Coordinate annotation entries:
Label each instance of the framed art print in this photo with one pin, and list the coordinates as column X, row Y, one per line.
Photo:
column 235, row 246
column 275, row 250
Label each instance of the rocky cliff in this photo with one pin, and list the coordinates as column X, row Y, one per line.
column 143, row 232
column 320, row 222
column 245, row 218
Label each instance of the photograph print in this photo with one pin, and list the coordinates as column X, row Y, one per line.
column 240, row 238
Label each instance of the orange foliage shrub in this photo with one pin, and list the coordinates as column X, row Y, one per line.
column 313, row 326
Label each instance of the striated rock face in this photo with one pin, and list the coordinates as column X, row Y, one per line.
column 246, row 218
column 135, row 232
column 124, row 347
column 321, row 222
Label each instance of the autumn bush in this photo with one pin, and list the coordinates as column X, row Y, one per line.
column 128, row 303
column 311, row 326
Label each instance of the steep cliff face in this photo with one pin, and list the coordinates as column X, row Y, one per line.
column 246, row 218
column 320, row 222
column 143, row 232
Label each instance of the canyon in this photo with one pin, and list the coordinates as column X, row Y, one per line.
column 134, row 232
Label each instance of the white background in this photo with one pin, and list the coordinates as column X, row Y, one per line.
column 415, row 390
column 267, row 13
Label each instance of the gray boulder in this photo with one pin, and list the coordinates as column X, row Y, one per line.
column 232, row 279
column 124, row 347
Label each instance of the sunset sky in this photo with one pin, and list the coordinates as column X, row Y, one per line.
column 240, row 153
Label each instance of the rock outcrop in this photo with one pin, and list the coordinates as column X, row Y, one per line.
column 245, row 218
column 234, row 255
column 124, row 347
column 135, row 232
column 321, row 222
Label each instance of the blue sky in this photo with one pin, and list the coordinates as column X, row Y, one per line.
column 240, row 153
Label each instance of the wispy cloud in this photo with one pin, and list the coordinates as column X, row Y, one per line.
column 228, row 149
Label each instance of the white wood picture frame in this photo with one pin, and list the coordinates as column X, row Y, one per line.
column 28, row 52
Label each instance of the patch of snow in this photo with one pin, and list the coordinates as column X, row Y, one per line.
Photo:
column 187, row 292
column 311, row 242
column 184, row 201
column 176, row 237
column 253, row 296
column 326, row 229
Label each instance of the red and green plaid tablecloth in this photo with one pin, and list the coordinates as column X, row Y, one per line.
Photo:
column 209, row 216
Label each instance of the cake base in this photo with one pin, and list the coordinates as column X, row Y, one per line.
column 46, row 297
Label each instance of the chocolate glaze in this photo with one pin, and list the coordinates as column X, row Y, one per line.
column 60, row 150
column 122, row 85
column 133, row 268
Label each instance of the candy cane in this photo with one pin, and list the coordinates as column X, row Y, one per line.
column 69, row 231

Task statement:
Recast the entries above as a two-column CSV with the headers request and answer, one row per entry. Put each entry's text and its answer in separate quoted fields, with line breaks replaced by spaces.

Expected answer:
request,answer
"Label each instance of the framed art print in this photo with one pin, and list the coordinates as column X, row Y, one per line. Photo:","column 235, row 246 column 275, row 250"
"Label each instance of the rocky cliff in this photo with one pin, and list the coordinates as column X, row Y, one per line.","column 143, row 232 column 320, row 222 column 245, row 218"
"Label each instance of the photograph print in this photo with one pin, and list the coordinates as column X, row Y, one per line.","column 240, row 238"
"Label each instance of the orange foliage shrub in this photo with one pin, and list the coordinates as column X, row Y, one per line.","column 313, row 326"
"Label each instance of the striated rock face in this photo with one pin, and list the coordinates as column X, row Y, one per line.","column 246, row 218 column 135, row 232 column 124, row 347 column 321, row 222"
"Label each instance of the autumn bush in this photo with one pin, and list the coordinates as column X, row Y, one per line.","column 128, row 303 column 311, row 326"
"Label each instance of the steep cliff face in this photo with one pin, and list the coordinates as column X, row Y, one per line.","column 246, row 218 column 320, row 222 column 143, row 232"
"Label each instance of the canyon in this photo with one pin, and list the coordinates as column X, row Y, one per line.","column 134, row 232"
"Label each instance of the white background in this photo with one pin, and list the coordinates as column X, row Y, one per line.","column 415, row 390 column 267, row 13"
"Label each instance of the gray boulder in this photo with one pin, and list the coordinates as column X, row Y, one per line.","column 232, row 279 column 124, row 347"
"Label each instance of the sunset sky in this photo with one pin, and list the coordinates as column X, row Y, one per line.","column 240, row 153"
"Label each instance of the rock outcrop in this photo with one pin, and list the coordinates as column X, row Y, one per line.","column 245, row 218 column 234, row 255 column 124, row 347 column 135, row 232 column 321, row 222"
"Label each instance of the blue sky in this photo with one pin, and list the coordinates as column X, row Y, one per line.","column 240, row 153"
"Label each instance of the wispy cloud in this photo with one pin, and list the coordinates as column X, row Y, one per line.","column 228, row 149"
"Label each instance of the white wood picture frame in this photo with one pin, and list the coordinates as column X, row Y, one per line.","column 28, row 52"
"Label each instance of the patch of snow in this photo with one pin, and list the coordinates as column X, row Y, one per line. Photo:","column 187, row 292 column 311, row 242 column 184, row 201 column 176, row 237 column 253, row 296 column 326, row 229"
"Label each instance of the red and green plaid tablecloth in this photo with one pin, and list the coordinates as column X, row Y, one per line. Photo:","column 209, row 216"
"Label each instance of the cake base in this photo with one pin, and list the coordinates as column X, row Y, one per line.","column 46, row 297"
"Label each instance of the chocolate glaze in this photo with one pin, and list the coordinates as column X, row Y, one per line.","column 60, row 150 column 122, row 85 column 133, row 268"
"Label each instance of the candy cane in this photo with one pin, and list the coordinates as column X, row Y, one per line.","column 69, row 231"